#### [RECORDS FOR THIS EXERCISE]

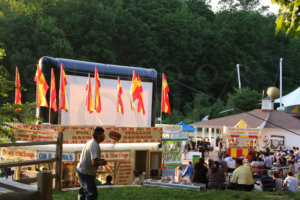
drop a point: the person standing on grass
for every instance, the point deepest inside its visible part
(90, 160)
(291, 162)
(136, 180)
(268, 161)
(200, 172)
(241, 178)
(216, 177)
(278, 182)
(291, 182)
(267, 183)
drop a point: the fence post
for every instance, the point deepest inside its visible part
(59, 149)
(45, 185)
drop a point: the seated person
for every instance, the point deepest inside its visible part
(241, 177)
(291, 182)
(278, 182)
(108, 180)
(267, 183)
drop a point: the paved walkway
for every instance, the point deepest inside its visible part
(8, 185)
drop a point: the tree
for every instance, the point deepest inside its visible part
(243, 99)
(288, 20)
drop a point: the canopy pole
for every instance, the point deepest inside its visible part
(280, 64)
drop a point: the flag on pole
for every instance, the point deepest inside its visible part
(41, 88)
(63, 101)
(134, 90)
(165, 104)
(17, 86)
(89, 96)
(141, 107)
(53, 103)
(97, 92)
(120, 100)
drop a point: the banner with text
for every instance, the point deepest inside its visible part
(172, 159)
(81, 134)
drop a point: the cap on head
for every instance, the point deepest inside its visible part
(98, 131)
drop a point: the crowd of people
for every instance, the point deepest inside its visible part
(266, 171)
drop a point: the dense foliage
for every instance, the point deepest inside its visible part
(288, 20)
(196, 48)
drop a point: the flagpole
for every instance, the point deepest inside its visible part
(162, 82)
(50, 98)
(36, 92)
(59, 98)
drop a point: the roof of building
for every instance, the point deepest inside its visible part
(254, 119)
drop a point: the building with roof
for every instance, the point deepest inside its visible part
(254, 129)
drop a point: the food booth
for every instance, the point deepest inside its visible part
(137, 149)
(240, 139)
(172, 145)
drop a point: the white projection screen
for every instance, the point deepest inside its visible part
(78, 114)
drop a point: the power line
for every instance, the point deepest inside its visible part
(213, 98)
(270, 73)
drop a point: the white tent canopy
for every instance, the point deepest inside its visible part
(290, 99)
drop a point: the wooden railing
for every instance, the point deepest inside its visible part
(42, 178)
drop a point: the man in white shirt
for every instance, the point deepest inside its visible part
(291, 182)
(268, 161)
(230, 163)
(90, 160)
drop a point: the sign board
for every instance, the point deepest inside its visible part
(18, 153)
(172, 159)
(242, 132)
(111, 155)
(175, 136)
(81, 134)
(68, 157)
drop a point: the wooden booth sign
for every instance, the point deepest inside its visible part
(81, 134)
(18, 154)
(111, 155)
(242, 130)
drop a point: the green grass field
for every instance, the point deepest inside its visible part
(159, 193)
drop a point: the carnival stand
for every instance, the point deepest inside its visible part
(241, 139)
(138, 149)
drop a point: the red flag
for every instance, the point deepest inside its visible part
(141, 107)
(89, 97)
(120, 100)
(97, 92)
(17, 90)
(41, 89)
(63, 93)
(165, 104)
(134, 90)
(53, 103)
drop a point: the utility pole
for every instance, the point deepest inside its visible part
(239, 77)
(280, 65)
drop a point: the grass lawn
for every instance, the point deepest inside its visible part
(159, 193)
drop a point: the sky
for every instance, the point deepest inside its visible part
(273, 7)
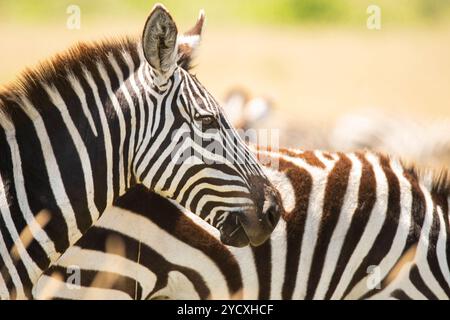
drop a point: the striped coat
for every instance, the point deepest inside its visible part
(85, 127)
(356, 226)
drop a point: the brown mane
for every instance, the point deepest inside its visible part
(56, 67)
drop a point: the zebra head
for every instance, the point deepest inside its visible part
(189, 151)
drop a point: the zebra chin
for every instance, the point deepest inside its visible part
(243, 228)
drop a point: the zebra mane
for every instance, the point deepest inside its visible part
(57, 67)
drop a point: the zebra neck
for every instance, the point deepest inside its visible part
(67, 134)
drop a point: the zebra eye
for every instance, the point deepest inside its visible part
(208, 120)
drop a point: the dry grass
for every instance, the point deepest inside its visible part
(314, 75)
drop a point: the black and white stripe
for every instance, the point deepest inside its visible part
(356, 226)
(84, 128)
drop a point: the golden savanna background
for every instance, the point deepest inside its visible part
(316, 59)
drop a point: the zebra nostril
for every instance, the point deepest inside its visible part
(272, 215)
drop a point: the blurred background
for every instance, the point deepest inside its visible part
(326, 74)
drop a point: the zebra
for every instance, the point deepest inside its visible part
(359, 225)
(89, 125)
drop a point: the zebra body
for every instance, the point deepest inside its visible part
(84, 128)
(356, 226)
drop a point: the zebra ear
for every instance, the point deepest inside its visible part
(159, 41)
(189, 42)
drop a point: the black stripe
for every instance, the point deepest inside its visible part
(335, 191)
(360, 218)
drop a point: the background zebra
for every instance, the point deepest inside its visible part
(81, 130)
(357, 225)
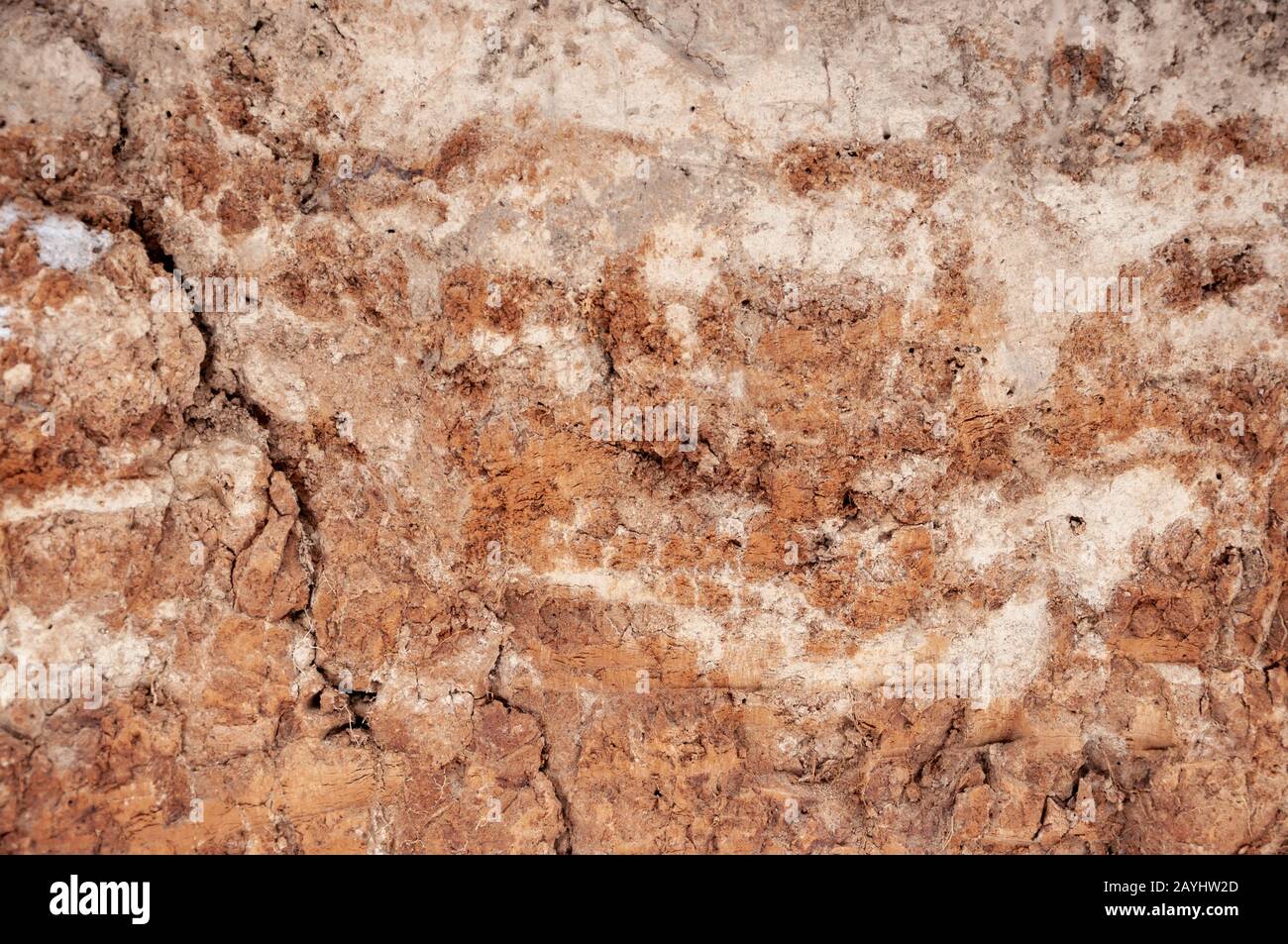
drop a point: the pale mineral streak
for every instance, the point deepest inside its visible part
(973, 535)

#### [YOUR TASK]
The records above need to be restated word for word, with the pictures left out.

#### [TASK RESPONSE]
drop a point: the person standing on grass
for every instance, the point deepest inside its visible part
(90, 160)
(291, 162)
(136, 180)
(268, 161)
(200, 172)
(241, 178)
(216, 177)
(278, 182)
(291, 182)
(267, 183)
drop a point: the fence post
for every instance, the point deepest inside its visible part
(59, 149)
(45, 185)
drop a point: the seated person
for every instance, the point deepest inside its visible part
(241, 177)
(291, 182)
(278, 182)
(108, 180)
(267, 183)
drop a point: the paved walkway
for every instance, the point deepest inside its visible part
(8, 185)
drop a point: the tree
for every instance, the point deepest inside its visible part
(243, 99)
(288, 20)
drop a point: the canopy pole
for every instance, the point deepest inside its visible part
(280, 64)
drop a point: the flag on pole
for every instance, the point deepest inside its visible part
(41, 88)
(63, 101)
(134, 90)
(165, 104)
(17, 86)
(89, 96)
(141, 107)
(53, 103)
(97, 92)
(120, 100)
drop a point: the banner with text
for every instance, the point deepest inside its visible part
(172, 159)
(81, 134)
drop a point: the cap on head
for every instance, the point deepest inside its visible part
(98, 131)
drop a point: the crowd of people
for every instance, the point deepest inside its visible part
(266, 171)
drop a point: the dense foliage
for every instance, the point deepest inside its visible part
(288, 20)
(196, 48)
drop a point: the flagpole
for every instance, the point deepest inside its visible part
(162, 82)
(50, 98)
(36, 92)
(59, 98)
drop a point: the roof of building
for every instance, the point deepest inside its visible part
(254, 119)
drop a point: the building with roof
for every instance, the point deepest inside its visible part
(254, 129)
drop a point: the food booth
for every instance, the point deepest inside its visible part
(137, 149)
(240, 139)
(172, 145)
drop a point: the white projection screen
for every instance, the point deepest inside its visible part
(78, 114)
drop a point: the power line
for every instance, the point deepest inside its visible part
(213, 98)
(270, 73)
drop a point: the white tent canopy
for every instance, the point deepest inside its visible part
(290, 99)
drop a point: the wooden railing
for every instance, the point deepest inside its visible part
(42, 178)
drop a point: the man in white shirt
for every instance, the point deepest inside its visible part
(291, 182)
(268, 161)
(230, 163)
(90, 160)
drop a point: the sign board
for every instance, the point deepest inside its visible part
(18, 153)
(172, 159)
(242, 132)
(111, 155)
(175, 136)
(81, 134)
(68, 157)
drop a point: the wooden booth sign
for every instance, the point deepest inside its visible part
(81, 134)
(18, 154)
(111, 155)
(242, 130)
drop a point: the green grass field
for every instance, the point deepest inside its visible part
(159, 193)
drop a point: the carnival stand
for every instance, the point deepest inside its visible part
(241, 139)
(138, 149)
drop a point: the red flag
for every instance, the point deepest inside its visible part
(141, 107)
(89, 97)
(120, 100)
(97, 92)
(17, 90)
(41, 89)
(63, 93)
(165, 104)
(134, 90)
(53, 103)
drop a point: the utility pole
for every instance, the point deepest inside its visible part
(239, 77)
(280, 65)
drop a point: the grass lawn
for every instance, the point deepest inside its visible part
(159, 193)
drop a point: the sky
for every instance, the point deepest inside its visible part
(273, 7)
drop a point: the striped coat
for every instance, the point deepest inside its visible part
(85, 127)
(356, 226)
drop a point: the brown mane
for every instance, the point deepest inside its visible part
(56, 67)
drop a point: the zebra head
for every instance, the point deepest inside its visible part
(189, 151)
drop a point: the zebra chin
for every instance, the point deepest inside its visible part
(243, 228)
drop a point: the zebra mane
for every instance, the point deepest inside its visible part
(57, 67)
drop a point: the zebra neck
for every instance, the point deepest inside its visible part
(67, 134)
drop a point: the zebra eye
for every instance, the point deepest inside its visible part
(208, 120)
drop a point: the dry grass
for every instance, the point deepest inside its visible part
(314, 75)
drop a point: the black and white stripe
for every instance, the point deepest inside its visible part
(356, 226)
(84, 128)
drop a point: the golden savanna background
for every instance, the point deepest inside its visible part
(316, 59)
drop a point: the zebra nostril
for every instance, the point deepest inside its visible part
(272, 215)
drop a point: the blurred background
for every instance, the point deepest inside its visible part
(326, 74)
drop a point: the zebra
for every instance, the point deepest inside its visible part
(359, 225)
(89, 125)
drop a point: the zebra body
for every instance, the point deepest inside its visible part
(84, 128)
(356, 226)
drop a point: the zebra ear
for every instance, the point deepest inside its visible part
(159, 41)
(189, 42)
drop a point: the black stripe
for every instance, the point deepest inside its visible part
(335, 191)
(360, 218)
drop a point: the background zebra
for every instance, the point deepest inside its visible part
(81, 130)
(357, 225)
drop a point: the pale mineral streak
for every instance, the point deepest inside its visible part
(973, 535)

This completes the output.